# Jerkoff Cop + Idiot Citizen = Close Call



## Kevin (Feb 1, 2016)

The citizen is lucky he didn't pull over a cop with an even bigger god complex. Picking a fight with a cop even when they are breaking the law is stooooooooopid. 






Yes the citizen was lawfully within his right to pull the cop over and yes the cop is an arrogant lawbreaking prick that feels he is above the law but dayum man, just let it go. To the cop's credit he did calm down toward the end which I was glad to see. 

If that citizen pulled that in a small town like the one near me his life would be forever miserable he'd have to move lol.

Reactions: Agree 4 | Funny 1


----------



## ripjack13 (Feb 1, 2016)

moron....who does this? 
are they bored? 
looking for trouble?

all of the above....

Reactions: Agree 4


----------



## Tclem (Feb 1, 2016)

There's an old saying "don't poke the bear"

Reactions: Like 1 | Agree 2


----------



## Tony (Feb 1, 2016)

What a moron! Ya the cop shouldn't be speeding, but do you really want to have a permanent problem with the police department? That guy better not ever make a mistake and go astray of the law again!


----------



## Kevin (Feb 1, 2016)

I had been checking google news like I do about everyday and there was a story from the NYT about a woman who had pulled a cop over for speeding so I followed the link and ended up on YT at the video I posted. Looks like it's gaining popularity. Won't be long until a cop or citizen get hurt or shot doing that.


----------



## frankp (Feb 1, 2016)

Something needs to be done about the police not paying any attention to the laws, though. Perhaps if more of this happens the cops will start respecting the same laws they're supposedly enforcing. 

Is it stupid? Hell yes. So are a lot of acts of civil disobedience but they need to be done. If we all say "I won't do that because it's stupid" then we have no room to complain about the state of our country. We live in a police state, like it or not. If we don't have people doing this, it's only going to get worse.


----------



## TimR (Feb 1, 2016)

What the cop was doing was wrong for that blatant speeding without lights/cause. A civilian thinking he has any right whatsoever to pull someone over (esp a cop) is ludicrous. 
I'm not trying to be pro-cop or pro-civilian rights...but it should be clear that civilians aren't granted the authority to make arrests, nor to follow in a speeding manner themselves. If they want to tape the cop showing speeding (and inherently incriminating himself), it could be argued that it's reasonable to submit that tape to the officers superiors. Personally...I think this guy exercised zero forethought into how stupid this was.

Reactions: Agree 3


----------



## Kevin (Feb 1, 2016)

Watch it through to the end.


----------



## Bean_counter (Feb 1, 2016)

I guess Im the minority and love what this guy did. I just wish this copper was one of the a$$hole Ponch and John motorcycle cops here in Lubbock whose sole purpose is not to protect and serve but to bust you speeding. They way the cop acted is typical, don't get me wrong I respect cops in certain aspects and they are definitely needed but they should be following the same laws as we do and their wife's as well :)

Reactions: Agree 2


----------



## Kevin (Feb 1, 2016)

TimR said:


> .but it should be clear that civilians aren't granted the authority to make arrests,



In North Carolina citizens do not have the right to make arrests, but they can make "detentions" until law enforement arrives. The diference is only in wording.

:: What to work on ::
(1) List every distinct username that posts in the forum thread, giving each one only once.
(2) Rewrite the entries below as a numbered list, from the line with "Look at this image and locate every instance of glossy" up to and including the line with "top-left (0, 48), bottom-right (1024, 758)", leaving out any blank lines.

:: Recorded information ::
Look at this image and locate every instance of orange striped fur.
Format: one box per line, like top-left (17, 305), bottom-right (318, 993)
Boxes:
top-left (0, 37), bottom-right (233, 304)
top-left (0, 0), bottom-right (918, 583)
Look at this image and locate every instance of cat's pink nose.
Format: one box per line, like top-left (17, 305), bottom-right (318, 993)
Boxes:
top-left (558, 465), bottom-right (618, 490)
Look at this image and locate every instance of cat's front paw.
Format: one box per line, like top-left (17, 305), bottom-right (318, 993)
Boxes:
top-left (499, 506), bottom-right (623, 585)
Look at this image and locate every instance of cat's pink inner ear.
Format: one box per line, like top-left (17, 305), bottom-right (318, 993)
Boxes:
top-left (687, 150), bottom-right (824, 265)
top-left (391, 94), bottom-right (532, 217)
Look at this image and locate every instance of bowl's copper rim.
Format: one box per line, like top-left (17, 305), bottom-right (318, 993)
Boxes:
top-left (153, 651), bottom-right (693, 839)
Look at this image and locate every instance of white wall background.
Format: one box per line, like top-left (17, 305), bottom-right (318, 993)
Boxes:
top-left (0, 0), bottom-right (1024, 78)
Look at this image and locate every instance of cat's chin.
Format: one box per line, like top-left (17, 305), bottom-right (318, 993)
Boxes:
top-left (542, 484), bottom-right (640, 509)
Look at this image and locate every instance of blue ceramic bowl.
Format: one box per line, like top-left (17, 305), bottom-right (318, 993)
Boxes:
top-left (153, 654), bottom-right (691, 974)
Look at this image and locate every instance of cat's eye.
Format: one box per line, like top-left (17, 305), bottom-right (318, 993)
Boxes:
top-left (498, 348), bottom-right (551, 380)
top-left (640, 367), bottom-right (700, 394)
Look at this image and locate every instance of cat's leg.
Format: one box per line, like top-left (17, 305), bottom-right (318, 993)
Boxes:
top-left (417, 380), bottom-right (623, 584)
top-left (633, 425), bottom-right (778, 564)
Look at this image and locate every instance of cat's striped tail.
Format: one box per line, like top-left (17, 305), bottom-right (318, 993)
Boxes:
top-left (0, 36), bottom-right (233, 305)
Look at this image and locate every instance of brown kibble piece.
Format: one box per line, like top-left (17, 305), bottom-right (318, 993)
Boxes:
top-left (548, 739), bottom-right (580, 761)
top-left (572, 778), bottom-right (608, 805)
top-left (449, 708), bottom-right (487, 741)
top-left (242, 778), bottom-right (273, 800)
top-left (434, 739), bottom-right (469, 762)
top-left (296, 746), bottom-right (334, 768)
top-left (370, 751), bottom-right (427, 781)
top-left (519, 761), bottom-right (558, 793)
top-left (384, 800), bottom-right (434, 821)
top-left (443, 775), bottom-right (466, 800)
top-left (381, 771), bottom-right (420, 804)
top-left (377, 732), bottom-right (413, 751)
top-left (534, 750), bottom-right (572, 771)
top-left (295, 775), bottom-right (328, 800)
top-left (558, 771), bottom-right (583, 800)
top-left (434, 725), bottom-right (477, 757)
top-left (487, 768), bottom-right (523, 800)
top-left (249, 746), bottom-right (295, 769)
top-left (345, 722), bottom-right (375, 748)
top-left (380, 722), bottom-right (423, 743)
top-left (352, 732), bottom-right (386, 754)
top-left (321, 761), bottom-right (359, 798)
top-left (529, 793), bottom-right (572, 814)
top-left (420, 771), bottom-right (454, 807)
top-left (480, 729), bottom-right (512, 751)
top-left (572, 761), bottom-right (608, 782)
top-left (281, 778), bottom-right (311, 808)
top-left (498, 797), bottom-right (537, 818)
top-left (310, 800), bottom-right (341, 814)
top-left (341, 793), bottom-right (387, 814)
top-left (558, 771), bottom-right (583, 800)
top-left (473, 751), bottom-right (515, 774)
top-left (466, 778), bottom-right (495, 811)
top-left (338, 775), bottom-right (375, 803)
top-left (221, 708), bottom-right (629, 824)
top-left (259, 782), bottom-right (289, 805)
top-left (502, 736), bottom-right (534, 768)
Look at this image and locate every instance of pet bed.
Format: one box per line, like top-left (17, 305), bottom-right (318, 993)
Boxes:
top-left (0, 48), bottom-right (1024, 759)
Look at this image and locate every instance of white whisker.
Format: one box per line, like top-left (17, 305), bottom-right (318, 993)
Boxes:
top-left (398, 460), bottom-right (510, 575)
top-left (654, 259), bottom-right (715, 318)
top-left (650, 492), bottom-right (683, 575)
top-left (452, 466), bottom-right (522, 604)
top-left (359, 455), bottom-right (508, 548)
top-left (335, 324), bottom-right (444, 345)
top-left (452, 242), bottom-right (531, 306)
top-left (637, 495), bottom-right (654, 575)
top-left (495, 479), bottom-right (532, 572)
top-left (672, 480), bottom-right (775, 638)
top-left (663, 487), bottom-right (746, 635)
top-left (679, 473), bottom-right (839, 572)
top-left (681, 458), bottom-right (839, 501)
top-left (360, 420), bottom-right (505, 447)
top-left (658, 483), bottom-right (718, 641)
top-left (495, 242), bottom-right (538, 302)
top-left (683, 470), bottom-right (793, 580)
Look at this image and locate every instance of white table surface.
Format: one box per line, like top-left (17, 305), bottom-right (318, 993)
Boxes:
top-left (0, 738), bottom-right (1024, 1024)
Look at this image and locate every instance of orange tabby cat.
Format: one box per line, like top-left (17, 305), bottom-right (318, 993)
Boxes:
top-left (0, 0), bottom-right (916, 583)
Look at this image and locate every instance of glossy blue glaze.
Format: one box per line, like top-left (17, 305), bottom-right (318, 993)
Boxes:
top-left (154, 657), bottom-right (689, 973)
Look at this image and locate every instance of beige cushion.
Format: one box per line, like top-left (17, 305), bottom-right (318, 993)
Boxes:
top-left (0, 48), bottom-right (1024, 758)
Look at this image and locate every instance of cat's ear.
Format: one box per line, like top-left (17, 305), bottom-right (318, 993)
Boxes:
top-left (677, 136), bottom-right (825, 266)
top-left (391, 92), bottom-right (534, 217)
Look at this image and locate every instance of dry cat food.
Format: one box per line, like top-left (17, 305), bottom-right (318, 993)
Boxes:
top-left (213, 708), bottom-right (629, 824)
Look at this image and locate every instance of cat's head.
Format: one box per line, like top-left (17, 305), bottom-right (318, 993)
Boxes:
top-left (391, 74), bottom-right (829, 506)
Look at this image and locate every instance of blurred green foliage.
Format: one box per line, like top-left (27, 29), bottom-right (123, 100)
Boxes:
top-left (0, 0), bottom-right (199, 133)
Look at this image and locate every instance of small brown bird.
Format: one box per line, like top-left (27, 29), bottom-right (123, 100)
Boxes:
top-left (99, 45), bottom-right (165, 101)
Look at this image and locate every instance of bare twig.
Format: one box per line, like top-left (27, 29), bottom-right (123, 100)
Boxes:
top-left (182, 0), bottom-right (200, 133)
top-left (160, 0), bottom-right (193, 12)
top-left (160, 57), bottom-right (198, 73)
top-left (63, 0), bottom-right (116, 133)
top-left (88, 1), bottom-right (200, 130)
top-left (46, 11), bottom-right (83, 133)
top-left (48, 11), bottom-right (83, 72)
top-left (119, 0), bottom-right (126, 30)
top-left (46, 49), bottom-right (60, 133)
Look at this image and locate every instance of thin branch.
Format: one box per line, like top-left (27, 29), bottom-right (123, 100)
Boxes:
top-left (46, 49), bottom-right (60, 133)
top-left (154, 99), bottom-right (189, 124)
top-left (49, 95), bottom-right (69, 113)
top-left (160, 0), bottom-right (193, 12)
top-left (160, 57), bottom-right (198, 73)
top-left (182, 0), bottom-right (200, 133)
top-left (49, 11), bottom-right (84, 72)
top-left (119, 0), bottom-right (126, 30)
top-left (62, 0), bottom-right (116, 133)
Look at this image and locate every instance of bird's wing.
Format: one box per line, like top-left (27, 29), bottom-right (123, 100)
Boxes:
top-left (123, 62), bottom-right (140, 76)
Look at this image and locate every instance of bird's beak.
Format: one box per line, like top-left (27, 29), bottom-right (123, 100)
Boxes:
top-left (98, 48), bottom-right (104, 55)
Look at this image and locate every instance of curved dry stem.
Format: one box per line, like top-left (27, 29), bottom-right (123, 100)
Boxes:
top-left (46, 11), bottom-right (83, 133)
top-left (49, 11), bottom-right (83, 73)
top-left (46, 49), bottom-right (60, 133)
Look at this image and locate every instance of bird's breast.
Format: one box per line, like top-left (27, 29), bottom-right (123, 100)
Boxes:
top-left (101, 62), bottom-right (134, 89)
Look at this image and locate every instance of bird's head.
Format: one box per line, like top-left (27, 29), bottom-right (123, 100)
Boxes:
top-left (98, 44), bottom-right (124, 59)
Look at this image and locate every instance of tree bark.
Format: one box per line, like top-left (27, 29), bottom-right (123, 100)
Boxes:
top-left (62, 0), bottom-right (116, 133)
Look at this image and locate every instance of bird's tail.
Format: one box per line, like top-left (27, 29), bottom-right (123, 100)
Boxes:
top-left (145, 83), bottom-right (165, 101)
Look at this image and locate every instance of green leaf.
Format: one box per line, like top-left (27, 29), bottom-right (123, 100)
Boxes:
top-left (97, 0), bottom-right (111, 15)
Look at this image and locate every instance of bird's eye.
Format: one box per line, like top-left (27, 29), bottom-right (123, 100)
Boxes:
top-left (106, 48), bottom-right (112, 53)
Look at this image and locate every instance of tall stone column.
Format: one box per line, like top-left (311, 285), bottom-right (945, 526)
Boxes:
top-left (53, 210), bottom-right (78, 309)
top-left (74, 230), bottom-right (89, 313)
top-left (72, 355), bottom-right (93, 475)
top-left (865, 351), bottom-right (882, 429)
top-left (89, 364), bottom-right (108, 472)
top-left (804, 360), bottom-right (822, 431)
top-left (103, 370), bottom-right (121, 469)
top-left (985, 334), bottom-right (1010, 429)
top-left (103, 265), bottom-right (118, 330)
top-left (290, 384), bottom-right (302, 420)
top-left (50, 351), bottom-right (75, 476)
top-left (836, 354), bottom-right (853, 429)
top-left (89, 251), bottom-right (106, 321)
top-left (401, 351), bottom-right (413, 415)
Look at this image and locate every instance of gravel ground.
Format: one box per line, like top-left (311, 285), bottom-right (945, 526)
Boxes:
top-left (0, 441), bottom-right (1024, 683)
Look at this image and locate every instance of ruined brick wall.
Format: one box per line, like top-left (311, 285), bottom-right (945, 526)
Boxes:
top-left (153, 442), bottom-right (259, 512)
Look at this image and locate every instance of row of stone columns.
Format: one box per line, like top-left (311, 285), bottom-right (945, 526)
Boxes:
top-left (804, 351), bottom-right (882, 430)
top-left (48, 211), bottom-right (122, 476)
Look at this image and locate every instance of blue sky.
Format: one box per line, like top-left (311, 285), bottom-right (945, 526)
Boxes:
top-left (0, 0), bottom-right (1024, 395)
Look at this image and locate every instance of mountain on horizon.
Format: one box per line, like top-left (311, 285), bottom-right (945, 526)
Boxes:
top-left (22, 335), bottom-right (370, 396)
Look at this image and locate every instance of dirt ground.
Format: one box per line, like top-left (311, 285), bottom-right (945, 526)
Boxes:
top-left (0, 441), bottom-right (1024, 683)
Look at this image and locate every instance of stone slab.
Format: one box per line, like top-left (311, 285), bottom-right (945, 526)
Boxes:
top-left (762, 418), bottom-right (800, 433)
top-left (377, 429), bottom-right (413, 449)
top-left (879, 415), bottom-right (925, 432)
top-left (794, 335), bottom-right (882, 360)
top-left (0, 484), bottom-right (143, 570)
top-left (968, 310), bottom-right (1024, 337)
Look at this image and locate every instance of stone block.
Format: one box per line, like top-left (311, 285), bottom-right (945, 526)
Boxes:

:: The responses ::
(1)
Kevin
ripjack13
Tclem
Tony
frankp
TimR
Bean_counter

(2)
1. Look at this image and locate every instance of glossy blue glaze.
2. Format: one box per line, like top-left (17, 305), bottom-right (318, 993)
3. Boxes:
4. top-left (154, 657), bottom-right (689, 973)
5. Look at this image and locate every instance of beige cushion.
6. Format: one box per line, like top-left (17, 305), bottom-right (318, 993)
7. Boxes:
8. top-left (0, 48), bottom-right (1024, 758)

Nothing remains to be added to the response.